Text shown:
******************************

I don’t remember the title, but around the same time I read a pretty good account of Microsoft from inception to right around the mid 1990s.
Gates and his initial batch of coders spent endless hours sleeping under desks and living on nothing but pizza and soda.
Whatever success they’ve achieved, I’d say they worked damned hard and really deserved it.
Oddly, it was recently revealed that Apple was granted a patent on the “swipe to unlock” gesture used in iphoneys, even though it was available on smart phones running WindowsCE years before.
October 26th, 2011 at 8:58 am
Dear Steve,
Xerox PARC is on line one for you.
October 26th, 2011 at 9:05 am
Pot, meet kettle.
October 26th, 2011 at 10:36 am
I saw it alleged somewhere that Apple actually licensed the Xerox stuff.
October 26th, 2011 at 11:11 am
Well thank god jobs never did that for macOS or the iPhone …. Hey what’s this BSD thing
Opps
October 26th, 2011 at 12:42 pm
At least Gates showered more than once a week, Stinky.
October 26th, 2011 at 1:08 pm
And I made BILLIONS! BWHAHAHAHAHAHAHAHAHA! God bless America! (walking to the bank…..)

******************************

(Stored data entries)

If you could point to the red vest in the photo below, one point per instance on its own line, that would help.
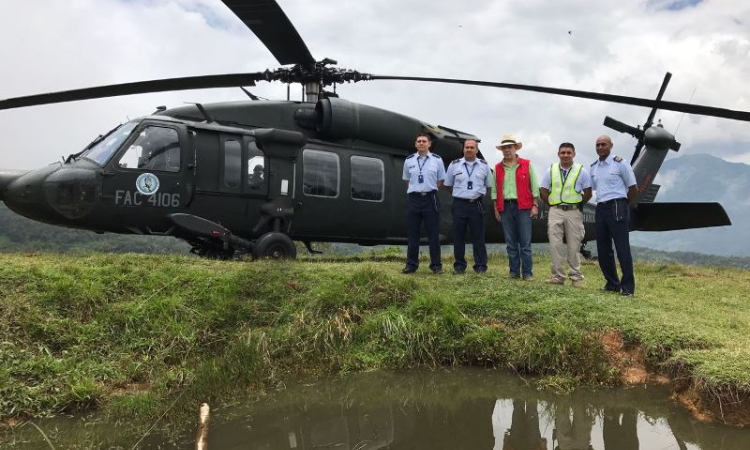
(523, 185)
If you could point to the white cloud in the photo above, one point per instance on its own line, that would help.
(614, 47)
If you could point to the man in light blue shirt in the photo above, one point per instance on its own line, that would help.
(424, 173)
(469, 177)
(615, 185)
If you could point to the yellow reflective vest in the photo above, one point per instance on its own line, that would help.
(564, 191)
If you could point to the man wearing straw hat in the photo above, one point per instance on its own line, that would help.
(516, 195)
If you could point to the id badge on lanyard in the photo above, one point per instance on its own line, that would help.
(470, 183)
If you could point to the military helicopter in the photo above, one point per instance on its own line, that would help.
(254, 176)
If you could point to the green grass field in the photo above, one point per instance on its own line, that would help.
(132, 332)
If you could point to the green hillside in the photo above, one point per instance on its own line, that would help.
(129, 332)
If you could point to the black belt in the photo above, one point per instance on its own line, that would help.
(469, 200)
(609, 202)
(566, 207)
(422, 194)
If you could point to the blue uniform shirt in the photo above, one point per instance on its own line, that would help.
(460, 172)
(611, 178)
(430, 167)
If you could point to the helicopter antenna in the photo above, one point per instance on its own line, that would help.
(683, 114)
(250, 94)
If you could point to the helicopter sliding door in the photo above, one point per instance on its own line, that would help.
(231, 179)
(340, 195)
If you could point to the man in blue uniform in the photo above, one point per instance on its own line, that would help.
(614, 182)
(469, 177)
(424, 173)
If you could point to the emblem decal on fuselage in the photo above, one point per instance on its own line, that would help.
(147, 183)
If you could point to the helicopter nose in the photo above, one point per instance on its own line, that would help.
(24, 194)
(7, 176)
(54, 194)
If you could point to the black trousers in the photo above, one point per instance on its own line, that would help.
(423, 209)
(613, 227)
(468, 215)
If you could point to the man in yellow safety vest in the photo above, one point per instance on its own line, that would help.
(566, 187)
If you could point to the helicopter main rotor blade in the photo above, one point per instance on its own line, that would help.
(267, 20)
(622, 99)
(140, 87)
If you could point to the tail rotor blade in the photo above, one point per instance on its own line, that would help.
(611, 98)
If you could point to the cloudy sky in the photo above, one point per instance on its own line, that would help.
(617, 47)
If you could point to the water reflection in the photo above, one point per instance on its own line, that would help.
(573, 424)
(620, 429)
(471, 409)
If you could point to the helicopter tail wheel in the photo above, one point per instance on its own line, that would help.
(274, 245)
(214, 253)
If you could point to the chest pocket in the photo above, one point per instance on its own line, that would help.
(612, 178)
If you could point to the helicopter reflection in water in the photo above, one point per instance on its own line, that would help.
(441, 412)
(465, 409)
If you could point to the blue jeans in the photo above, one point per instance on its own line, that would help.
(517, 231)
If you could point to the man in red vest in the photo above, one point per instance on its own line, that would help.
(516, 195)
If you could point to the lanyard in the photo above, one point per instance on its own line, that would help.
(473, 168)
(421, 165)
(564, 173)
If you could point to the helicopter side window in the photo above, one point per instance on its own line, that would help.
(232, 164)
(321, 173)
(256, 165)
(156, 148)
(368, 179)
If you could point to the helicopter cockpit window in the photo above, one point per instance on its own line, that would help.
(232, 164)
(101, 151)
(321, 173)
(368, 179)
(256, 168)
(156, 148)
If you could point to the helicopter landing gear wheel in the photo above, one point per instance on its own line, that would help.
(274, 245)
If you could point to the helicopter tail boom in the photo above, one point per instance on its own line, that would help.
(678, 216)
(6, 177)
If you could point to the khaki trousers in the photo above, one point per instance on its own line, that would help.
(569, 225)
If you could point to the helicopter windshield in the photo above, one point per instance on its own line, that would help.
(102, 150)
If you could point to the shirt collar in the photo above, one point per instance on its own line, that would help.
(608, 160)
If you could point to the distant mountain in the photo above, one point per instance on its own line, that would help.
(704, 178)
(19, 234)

******************************

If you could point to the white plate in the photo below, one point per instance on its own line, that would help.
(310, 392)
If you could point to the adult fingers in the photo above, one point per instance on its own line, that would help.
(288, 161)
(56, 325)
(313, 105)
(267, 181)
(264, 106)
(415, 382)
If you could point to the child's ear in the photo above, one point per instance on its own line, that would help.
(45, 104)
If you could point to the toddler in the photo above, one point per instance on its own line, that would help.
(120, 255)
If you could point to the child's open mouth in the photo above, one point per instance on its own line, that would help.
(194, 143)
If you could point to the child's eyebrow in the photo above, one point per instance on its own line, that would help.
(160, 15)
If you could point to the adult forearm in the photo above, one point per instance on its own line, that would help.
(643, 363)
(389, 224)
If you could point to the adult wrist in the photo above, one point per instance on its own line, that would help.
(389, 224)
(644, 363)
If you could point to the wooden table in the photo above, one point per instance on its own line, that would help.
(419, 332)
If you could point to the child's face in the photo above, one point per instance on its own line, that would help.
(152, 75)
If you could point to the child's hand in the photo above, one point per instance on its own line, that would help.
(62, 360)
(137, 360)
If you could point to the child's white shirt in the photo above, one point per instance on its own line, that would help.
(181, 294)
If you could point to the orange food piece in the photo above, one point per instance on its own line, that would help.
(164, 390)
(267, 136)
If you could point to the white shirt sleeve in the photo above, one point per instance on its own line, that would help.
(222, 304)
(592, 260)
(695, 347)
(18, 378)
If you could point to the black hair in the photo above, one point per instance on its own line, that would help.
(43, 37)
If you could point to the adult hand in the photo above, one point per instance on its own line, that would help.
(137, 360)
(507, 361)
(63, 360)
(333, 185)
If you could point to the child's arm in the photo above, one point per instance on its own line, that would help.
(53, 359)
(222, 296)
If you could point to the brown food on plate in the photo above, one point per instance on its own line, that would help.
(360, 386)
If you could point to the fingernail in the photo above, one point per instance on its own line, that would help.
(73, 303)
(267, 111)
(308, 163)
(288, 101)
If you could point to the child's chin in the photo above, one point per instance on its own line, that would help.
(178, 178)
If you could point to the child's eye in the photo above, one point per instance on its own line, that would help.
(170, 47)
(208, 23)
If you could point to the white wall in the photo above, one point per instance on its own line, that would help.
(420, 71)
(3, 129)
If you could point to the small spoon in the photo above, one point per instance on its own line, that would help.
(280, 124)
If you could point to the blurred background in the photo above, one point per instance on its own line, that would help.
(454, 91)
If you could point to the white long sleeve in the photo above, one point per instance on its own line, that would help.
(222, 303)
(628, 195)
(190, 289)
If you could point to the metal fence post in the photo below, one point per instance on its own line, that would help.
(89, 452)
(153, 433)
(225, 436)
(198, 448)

******************************

Problems and tasks:
**a)** Answer these questions about the comment thread on Microsoft and Apple:
(i) What did Gates and his first coders live on?
(ii) What gesture was Apple granted a patent on?
(iii) What organization is said to be on line one?
**b)** Can you write what comes next in the Microsoft and Apple comment thread, starting after its last comment?

Solved problems:
**a)**
(i) Nothing but pizza and soda.
(ii) The "swipe to unlock" gesture.
(iii) Xerox PARC.

**b)**
October 26th, 2011 at 3:16 pm
Steve’s a bitch. then ya die.
October 26th, 2011 at 3:30 pm
The Woz is still alive, and is a genuinely nice guy. Yeah, Steve cheated him, too.
October 26th, 2011 at 3:51 pm
If Bill Gates contracts pancreatic cancer, delays surgical intervention to allow a macrobiotic diet to take effect, and then dies from the complications of the disease, THEN I’ll say he’s been slavishly imitating Steve Jobs’ work.
October 26th, 2011 at 4:10 pm
RC: I don’t know about licensing, but they visited PARC for demos and hired Xerox engineers. If the claim was just that they “stole” the idea of windowing, it’d be both unimpressive and unobjectionable, though still inaccurate in implication.
(See here for more details.
What Apple shipped bore only a vague resemblance to the XEROX Alto/Star systems. It’s almost like their “ripping off” was more “inspiration” than just copying.
And if we’re going to claim “windowing” and “GUI” and “mouse” are what was being ripped off (which is the standard line of argument), well… Xerox stole liberally from the Stanford NLS.
Odd that nobody points that out when trying to screw Apple for making the GUI more than a curiosity.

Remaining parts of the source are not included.